#### TASK PROMPT:
Update the material below by changing "every instance" to "each instance" throughout, leaving everything else unchanged and omitting the pictures from your answer.

#### Labeling and segmentation records:
* * * * *

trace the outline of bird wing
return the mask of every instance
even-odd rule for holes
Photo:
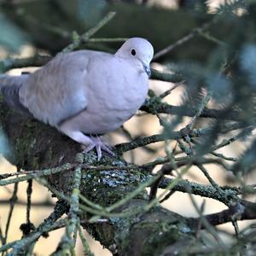
[[[88,103],[88,67],[97,54],[80,50],[55,57],[20,88],[21,103],[35,118],[54,126],[83,111]]]

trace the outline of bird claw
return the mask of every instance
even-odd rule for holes
[[[99,137],[90,137],[90,139],[91,139],[91,143],[83,151],[83,153],[88,153],[89,151],[90,151],[91,149],[96,148],[97,156],[98,156],[98,159],[97,159],[98,161],[101,160],[101,158],[102,156],[102,150],[107,152],[108,154],[109,154],[112,156],[115,155],[114,153],[106,144],[104,144],[101,141]]]

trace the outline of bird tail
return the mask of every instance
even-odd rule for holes
[[[19,90],[26,83],[29,74],[20,76],[9,76],[0,74],[0,95],[11,108],[20,110],[23,113],[29,113],[28,109],[20,102]]]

* * * * *

#### RESULT OF THIS TASK:
trace the outline of bird wing
return the mask of each instance
even-odd rule for holes
Photo:
[[[88,103],[88,67],[97,54],[80,50],[55,57],[20,88],[21,103],[35,118],[54,126],[83,111]]]

trace the outline of bird claw
return the mask of each instance
even-odd rule for holes
[[[99,137],[90,137],[90,139],[91,139],[91,143],[83,151],[83,153],[88,153],[89,151],[90,151],[91,149],[96,148],[97,156],[98,156],[98,159],[97,159],[98,161],[101,160],[101,158],[102,156],[102,150],[107,152],[108,154],[109,154],[112,156],[115,155],[114,153],[106,144],[104,144],[101,141]]]

trace the outline of bird tail
return the mask of each instance
even-odd rule for holes
[[[19,90],[26,83],[29,74],[20,76],[9,76],[0,74],[0,95],[11,108],[20,110],[23,113],[29,113],[28,109],[20,102]]]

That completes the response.